__WORK INSTRUCTION__. Once the line containing "Can you see the clear" is found, copy it and each subsequent line exactly. Stop at the end of the records below.

__GIVEN ENTRIES__.
..............................
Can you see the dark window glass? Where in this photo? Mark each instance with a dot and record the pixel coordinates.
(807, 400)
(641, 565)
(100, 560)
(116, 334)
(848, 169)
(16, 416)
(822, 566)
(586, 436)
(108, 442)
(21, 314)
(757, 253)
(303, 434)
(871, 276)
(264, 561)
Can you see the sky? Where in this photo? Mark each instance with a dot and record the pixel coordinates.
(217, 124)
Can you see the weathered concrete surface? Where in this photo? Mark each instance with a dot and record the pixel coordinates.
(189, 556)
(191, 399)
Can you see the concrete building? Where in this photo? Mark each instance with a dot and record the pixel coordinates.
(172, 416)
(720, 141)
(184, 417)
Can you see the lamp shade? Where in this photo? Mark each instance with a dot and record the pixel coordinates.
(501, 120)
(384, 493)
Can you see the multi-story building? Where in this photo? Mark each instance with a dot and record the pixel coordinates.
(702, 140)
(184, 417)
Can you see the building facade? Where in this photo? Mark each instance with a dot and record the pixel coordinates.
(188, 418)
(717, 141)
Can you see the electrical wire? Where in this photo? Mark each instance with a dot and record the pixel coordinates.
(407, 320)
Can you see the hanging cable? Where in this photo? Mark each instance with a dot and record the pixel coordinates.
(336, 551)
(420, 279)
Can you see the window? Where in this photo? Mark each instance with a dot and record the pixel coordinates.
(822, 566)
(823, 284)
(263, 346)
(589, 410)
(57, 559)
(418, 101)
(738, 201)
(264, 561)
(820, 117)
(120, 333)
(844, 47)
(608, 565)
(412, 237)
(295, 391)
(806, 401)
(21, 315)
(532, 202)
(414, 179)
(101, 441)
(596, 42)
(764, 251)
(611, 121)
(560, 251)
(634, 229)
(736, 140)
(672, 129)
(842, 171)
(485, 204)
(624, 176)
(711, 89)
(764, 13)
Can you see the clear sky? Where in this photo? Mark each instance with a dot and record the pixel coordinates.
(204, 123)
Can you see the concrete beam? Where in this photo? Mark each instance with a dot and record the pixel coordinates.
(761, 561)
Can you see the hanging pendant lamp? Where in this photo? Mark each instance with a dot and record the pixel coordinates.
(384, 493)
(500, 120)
..............................
__TASK RESPONSE__.
Can you see the clear sky? Where in this photo? Mark each instance with a dot and record the pixel coordinates.
(204, 123)
Can you see the concrete beam? Where in this photo? Mark each instance with a dot and record the pixel coordinates.
(761, 561)
Can you see the hanging pendant lamp? Where in this photo? Mark each instance with a dot and record the pixel coordinates.
(384, 493)
(500, 120)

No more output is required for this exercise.